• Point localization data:
· · · ·
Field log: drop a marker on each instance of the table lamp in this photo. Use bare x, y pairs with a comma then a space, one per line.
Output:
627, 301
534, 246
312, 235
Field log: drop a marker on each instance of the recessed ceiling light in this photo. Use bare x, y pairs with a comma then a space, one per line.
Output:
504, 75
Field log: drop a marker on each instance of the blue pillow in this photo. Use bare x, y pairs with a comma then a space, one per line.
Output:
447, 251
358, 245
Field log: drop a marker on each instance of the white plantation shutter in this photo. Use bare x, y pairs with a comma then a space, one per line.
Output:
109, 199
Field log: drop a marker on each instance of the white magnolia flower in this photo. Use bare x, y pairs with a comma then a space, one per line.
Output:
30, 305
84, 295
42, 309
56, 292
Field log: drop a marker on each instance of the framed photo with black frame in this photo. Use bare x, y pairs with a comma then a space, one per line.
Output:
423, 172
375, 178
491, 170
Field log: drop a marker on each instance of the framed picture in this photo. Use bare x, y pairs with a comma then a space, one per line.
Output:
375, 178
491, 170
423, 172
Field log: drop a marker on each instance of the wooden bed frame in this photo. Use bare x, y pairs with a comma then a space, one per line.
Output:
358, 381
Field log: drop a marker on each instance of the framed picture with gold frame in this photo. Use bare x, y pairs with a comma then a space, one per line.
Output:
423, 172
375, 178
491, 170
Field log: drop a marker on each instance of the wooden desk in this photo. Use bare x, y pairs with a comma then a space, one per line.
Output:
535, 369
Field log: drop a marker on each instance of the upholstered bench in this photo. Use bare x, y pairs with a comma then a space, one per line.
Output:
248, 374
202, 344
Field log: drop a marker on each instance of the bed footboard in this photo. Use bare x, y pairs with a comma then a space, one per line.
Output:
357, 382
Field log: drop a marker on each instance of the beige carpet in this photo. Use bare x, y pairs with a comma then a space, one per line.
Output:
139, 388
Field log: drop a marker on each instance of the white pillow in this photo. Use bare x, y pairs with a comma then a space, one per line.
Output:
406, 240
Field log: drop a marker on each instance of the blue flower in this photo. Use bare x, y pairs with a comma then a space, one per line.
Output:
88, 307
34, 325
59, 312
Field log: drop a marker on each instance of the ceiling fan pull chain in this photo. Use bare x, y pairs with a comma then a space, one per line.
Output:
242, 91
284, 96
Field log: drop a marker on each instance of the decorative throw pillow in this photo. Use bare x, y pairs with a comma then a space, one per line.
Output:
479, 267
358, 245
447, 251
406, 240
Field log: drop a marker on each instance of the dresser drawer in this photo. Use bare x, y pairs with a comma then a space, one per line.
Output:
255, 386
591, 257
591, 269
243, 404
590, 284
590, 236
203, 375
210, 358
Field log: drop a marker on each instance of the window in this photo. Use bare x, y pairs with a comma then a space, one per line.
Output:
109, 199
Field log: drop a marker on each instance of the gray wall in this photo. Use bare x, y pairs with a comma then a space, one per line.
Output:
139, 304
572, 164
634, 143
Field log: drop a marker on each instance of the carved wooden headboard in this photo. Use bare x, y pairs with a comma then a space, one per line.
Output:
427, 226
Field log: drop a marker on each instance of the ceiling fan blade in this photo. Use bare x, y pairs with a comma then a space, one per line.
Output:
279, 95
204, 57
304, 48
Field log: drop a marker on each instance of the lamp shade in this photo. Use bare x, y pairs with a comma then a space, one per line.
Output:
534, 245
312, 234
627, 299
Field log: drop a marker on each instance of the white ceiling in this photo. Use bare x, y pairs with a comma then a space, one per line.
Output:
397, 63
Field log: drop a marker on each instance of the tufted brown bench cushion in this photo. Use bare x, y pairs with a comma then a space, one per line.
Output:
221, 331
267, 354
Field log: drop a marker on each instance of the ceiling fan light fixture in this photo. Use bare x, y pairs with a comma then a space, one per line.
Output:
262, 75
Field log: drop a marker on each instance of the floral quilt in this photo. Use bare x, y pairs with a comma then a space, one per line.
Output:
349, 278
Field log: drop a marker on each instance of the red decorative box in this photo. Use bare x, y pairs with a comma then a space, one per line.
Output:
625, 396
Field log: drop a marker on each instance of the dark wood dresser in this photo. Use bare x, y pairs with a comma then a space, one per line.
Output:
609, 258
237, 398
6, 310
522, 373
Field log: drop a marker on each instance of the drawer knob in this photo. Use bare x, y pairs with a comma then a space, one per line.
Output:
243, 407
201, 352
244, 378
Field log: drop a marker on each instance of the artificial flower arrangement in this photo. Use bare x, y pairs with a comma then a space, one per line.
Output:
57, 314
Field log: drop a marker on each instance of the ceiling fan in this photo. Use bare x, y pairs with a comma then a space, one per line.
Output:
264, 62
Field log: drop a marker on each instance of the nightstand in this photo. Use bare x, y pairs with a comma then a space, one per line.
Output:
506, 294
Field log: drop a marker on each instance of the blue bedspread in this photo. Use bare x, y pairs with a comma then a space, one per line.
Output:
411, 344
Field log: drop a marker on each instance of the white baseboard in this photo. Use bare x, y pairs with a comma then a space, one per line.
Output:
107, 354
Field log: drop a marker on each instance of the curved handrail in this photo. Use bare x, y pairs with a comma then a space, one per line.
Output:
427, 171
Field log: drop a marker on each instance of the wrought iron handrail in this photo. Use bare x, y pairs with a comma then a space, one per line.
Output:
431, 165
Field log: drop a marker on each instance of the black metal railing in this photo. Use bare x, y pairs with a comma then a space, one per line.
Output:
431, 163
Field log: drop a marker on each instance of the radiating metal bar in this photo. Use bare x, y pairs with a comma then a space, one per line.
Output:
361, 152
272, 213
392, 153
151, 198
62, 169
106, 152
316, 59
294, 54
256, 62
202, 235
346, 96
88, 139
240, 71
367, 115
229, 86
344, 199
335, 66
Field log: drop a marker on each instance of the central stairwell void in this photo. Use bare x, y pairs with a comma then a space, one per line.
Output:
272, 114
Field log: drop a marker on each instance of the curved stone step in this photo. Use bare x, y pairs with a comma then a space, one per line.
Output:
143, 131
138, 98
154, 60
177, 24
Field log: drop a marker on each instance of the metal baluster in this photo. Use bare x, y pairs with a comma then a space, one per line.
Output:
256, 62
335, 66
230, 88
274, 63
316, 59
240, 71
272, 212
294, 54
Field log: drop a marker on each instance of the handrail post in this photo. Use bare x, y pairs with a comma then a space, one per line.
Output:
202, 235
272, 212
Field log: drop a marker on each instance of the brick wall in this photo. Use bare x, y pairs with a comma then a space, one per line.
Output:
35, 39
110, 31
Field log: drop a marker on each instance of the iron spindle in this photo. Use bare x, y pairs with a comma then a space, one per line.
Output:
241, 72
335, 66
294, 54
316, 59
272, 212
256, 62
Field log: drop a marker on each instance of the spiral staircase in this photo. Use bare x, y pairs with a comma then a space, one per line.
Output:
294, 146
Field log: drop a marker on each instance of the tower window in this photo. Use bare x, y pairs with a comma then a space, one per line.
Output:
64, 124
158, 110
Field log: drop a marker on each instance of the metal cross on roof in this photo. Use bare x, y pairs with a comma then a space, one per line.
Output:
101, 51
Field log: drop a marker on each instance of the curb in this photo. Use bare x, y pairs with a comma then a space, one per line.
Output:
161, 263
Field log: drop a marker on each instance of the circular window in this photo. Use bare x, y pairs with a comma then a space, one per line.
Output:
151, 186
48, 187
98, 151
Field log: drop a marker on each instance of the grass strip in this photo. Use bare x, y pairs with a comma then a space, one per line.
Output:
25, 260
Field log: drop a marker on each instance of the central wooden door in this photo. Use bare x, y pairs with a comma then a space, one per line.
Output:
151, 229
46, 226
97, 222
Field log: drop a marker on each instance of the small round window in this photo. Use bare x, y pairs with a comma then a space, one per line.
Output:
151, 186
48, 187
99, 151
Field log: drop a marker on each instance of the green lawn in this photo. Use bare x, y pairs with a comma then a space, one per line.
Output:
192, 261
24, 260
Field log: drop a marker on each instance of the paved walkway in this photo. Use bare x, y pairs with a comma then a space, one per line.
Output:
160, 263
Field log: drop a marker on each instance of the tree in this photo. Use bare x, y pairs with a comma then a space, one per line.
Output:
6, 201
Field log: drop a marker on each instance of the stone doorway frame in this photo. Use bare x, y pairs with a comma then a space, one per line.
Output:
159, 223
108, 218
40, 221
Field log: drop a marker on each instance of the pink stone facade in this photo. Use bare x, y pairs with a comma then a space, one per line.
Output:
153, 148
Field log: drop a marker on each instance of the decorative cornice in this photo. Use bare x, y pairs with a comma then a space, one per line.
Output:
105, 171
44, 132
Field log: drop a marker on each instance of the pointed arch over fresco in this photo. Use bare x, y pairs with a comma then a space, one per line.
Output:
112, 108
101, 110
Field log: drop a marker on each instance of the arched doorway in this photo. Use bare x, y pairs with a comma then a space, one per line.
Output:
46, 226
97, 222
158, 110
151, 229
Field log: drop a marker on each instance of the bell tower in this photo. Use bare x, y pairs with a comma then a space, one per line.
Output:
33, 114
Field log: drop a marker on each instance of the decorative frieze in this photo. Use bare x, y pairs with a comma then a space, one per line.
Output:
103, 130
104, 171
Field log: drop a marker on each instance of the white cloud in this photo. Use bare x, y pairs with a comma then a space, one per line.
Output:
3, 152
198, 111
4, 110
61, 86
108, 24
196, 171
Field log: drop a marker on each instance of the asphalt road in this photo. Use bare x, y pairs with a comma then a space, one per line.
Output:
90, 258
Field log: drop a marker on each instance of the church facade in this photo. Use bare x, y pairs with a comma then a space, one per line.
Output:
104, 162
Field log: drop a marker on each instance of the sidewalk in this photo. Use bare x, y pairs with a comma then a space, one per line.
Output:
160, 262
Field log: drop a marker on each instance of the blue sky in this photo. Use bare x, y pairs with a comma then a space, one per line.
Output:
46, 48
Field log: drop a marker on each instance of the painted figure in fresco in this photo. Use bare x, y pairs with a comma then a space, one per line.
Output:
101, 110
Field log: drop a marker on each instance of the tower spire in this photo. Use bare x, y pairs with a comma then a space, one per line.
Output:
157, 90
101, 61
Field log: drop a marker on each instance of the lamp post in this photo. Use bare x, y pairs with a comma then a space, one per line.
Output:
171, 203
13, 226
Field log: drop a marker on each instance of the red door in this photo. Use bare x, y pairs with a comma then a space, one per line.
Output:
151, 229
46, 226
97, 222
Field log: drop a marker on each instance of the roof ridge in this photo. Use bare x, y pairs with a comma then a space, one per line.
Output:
· · · ·
• WORK TO COMPLETE: Scan the entries for the word "drawer". Report each line that has it.

• ANSWER BOX:
Field log: drop a marker on each instance of the dresser drawer in this photo. Use bare x, y pairs with a comma then a space, one per line.
Field log: drop a marker on each instance of the drawer knob in this photo. Use bare x, y pairs with a comma then a space, one per line.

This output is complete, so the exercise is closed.